● **Texto seleccionado**:
■ ■ ■ ■

Antonio Schlatter Navarro
La imagen de Cristo lleno de barro recuperada por un hombre y sostenida por un brazo humano se presenta a nuestros ojos como lo único que nos ayuda a comprender lo que hemos vivido y aún estamos viviendo en Valencia.
Como mucha gente, a las pocas horas de las inundaciones en Valencia recibí esta foto en el WhatsApp. La he procurado mantener en la retina del corazón durante todos estos días, pues convergen en ella la gran mayoría de las preguntas que me he hecho en estas jornadas, al tiempo que brotan de ahí las respuestas que necesito.

■ ■ ■ ■

● **Datos proporcionados**:
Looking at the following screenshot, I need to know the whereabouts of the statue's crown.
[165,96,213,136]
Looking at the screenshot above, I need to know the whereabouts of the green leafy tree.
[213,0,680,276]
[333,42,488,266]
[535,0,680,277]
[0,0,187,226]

■ ■ ■ ■

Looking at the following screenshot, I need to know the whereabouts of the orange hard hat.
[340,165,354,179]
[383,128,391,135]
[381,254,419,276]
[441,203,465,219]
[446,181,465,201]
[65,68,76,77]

■ ■ ■ ■

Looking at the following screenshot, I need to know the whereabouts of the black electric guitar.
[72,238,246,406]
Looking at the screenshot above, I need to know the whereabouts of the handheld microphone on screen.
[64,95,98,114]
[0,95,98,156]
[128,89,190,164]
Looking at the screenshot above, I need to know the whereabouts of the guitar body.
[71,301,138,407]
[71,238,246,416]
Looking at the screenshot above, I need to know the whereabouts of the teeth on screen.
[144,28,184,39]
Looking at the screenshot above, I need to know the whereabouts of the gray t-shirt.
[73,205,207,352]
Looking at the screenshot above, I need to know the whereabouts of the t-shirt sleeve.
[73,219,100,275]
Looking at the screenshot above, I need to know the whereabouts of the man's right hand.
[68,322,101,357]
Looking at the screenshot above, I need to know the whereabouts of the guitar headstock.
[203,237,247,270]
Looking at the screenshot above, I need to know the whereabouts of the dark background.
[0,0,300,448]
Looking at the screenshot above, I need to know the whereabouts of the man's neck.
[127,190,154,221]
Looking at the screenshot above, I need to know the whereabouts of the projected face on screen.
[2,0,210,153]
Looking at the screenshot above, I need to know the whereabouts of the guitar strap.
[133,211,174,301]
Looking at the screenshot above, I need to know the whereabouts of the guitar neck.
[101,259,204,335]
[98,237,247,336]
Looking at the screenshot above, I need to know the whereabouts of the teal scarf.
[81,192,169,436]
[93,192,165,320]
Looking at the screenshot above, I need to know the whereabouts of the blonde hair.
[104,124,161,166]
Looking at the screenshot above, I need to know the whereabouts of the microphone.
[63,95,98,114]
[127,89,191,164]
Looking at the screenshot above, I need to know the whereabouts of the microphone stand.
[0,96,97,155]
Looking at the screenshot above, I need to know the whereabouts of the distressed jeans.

■ ■ ■ ■

Indica si cada afirmación concuerda con el texto seleccionado, respondiendo sí o no y citando literalmente las palabras del texto que lo deciden: (a) quien escribe recibió la foto varios días después de las inundaciones; (b) la imagen muestra a Cristo cubierto de barro; (c) la foto solo le despierta preguntas sin ofrecerle respuestas.

● **Resultado del ejercicio**:
(a) No: «a las pocas horas de las inundaciones en Valencia recibí esta foto en el WhatsApp».
(b) Sí: «La imagen de Cristo lleno de barro recuperada por un hombre».
(c) No: «al tiempo que brotan de ahí las respuestas que necesito».